No you might drown, there is a reason that they stop there. Then there is the guy with the wetsuit. It goes on and on keeping up with the Jone's.
Sorry you did not catch one but there are other places too.


----------



## Fishman (Apr 23, 2000)

SGT.Bunghole said:


> no i was at the cbbt.
> 
> i have never been one to get in the water at the beach. but say i go get waders, should i just walk right out in front of the other waders to?


Just go and buy you some waders and wade out to about hip deep and just cast your line out there. Don’t be afraid to wade next to a fisherperson just leave them a little room to be able to maneuver a little, you’ll know when your to close to a person fishing next to you. 

Good luck and welcome to the board.


----------



## Fishbreath (Nov 11, 2004)

Fishman said:


> Just go and buy you some waders and wade out to about hip deep and just cast your line out there. Don’t be afraid to wade next to a fisherperson just leave them a little room to be able to maneuver a little, you’ll know when your to close to a person fishing next to you.
> 
> Good luck and welcome to the board.


Exactly what he said. Just get out there, and mind your cast.


----------



## Fish'n Phil (Nov 11, 2002)

Sgt,

Were you bait or lure fishing? A fresh piece of bunker is always a good way to catch striper. 
I don't get in the water either. Last year when the conditions were right I also caught striper with lures in the day time... less crowded. Keep on trying and you will eventually fish your wish.

Good luck!


----------



## Tommy (Jan 24, 2001)

Never, ever knowingly cast a sinker at or in the vicinity of another fisherman. A 4 oz sinker to the head could do more than hurt, it could kill.


----------



## Justfshn (Nov 22, 2007)

Tommy said:


> Never, ever knowingly cast a sinker at or in the vicinity of another fisherman. A 4 oz sinker to the head could do more than hurt, it could kill.


then why would a bunch of people knowingly walk out in front of someone trowing it?


----------



## rgking03 (Mar 20, 2005)

Wow you are a very disgruntled person I must say!

Is this the first time it has happened to you?

If it is then expect it to happen more often because it happens to everyone. You just have to let it go and move on. Just remember not to stoop to there level of play! Did you ever ask them not to fish in front of you or did you just sit there and stare? If you are ever in NJ and try to fish the jetties here it happens all the time guys will sit under your pole and kast out.. It is just one of those things don't let it get to you. Someday someone is going to think the same thing about you!

Your tasks:
A) Copy out the fishing forum thread from "## Fishbreath (Nov" to "mind your cast.".
B) State whether each statement agrees with the fishing forum thread, answering yes or no and quoting the words from the thread that decide it: (i) Fishman advises wading out to about hip deep; (ii) Fish'n Phil says he gets in the water to fish; (iii) Tommy warns that a 4 oz sinker to the head could kill.

Material:
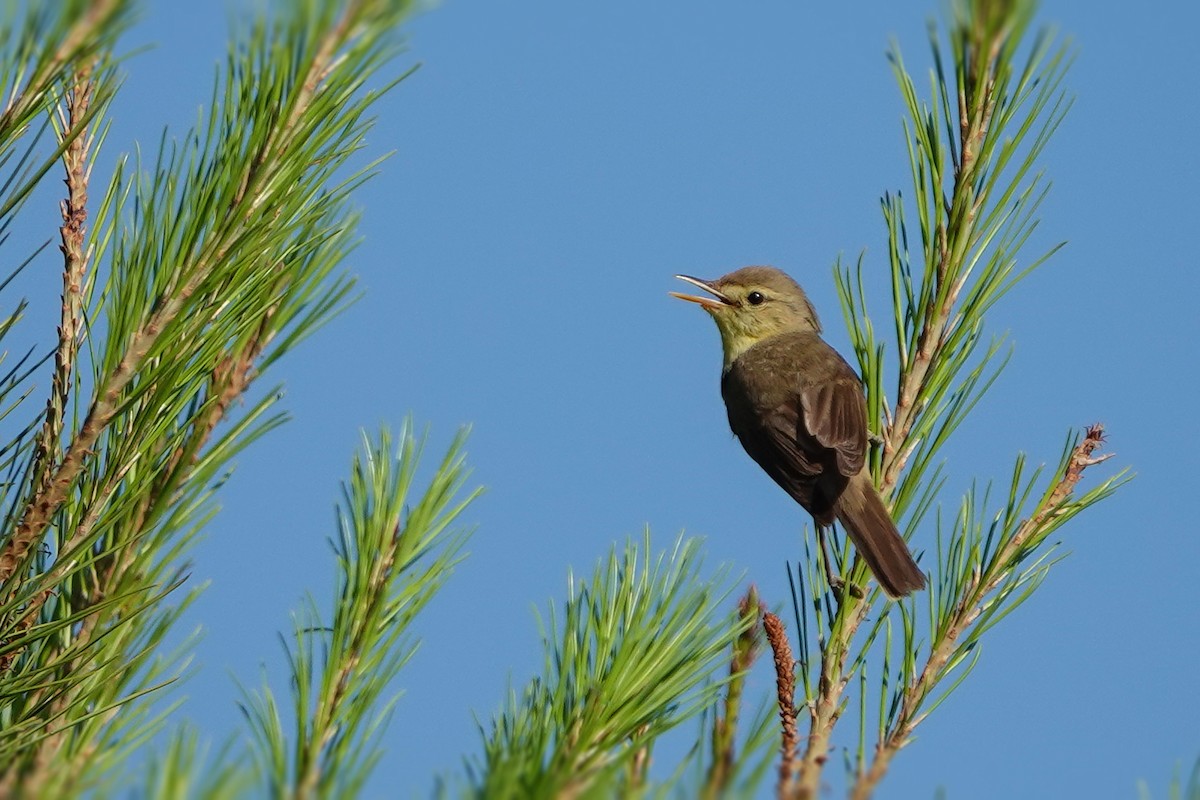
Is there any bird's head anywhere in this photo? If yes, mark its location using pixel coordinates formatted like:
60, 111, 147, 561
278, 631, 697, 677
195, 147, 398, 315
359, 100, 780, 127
671, 266, 821, 368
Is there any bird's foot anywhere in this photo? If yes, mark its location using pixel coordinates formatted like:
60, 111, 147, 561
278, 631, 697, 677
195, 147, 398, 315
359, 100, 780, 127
829, 575, 866, 602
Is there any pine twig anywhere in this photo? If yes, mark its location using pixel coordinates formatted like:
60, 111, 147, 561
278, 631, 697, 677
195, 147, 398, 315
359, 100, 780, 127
851, 425, 1114, 800
762, 612, 796, 798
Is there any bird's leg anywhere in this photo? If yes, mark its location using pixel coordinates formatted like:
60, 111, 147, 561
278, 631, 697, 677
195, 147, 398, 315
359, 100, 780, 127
817, 525, 844, 597
817, 525, 865, 600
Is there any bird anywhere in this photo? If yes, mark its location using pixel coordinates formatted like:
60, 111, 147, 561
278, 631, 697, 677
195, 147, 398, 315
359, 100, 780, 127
671, 266, 925, 599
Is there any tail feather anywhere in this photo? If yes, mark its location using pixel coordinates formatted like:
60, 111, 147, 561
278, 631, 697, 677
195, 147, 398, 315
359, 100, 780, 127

Results by task:
A)
## Fishbreath (Nov 11, 2004)

Fishman said:


> Just go and buy you some waders and wade out to about hip deep and just cast your line out there. Don’t be afraid to wade next to a fisherperson just leave them a little room to be able to maneuver a little, you’ll know when your to close to a person fishing next to you.
> 
> Good luck and welcome to the board.


Exactly what he said. Just get out there, and mind your cast.

B)
(i) Yes: "wade out to about hip deep"
(ii) No: "I don't get in the water either."
(iii) Yes: "A 4 oz sinker to the head could do more than hurt, it could kill."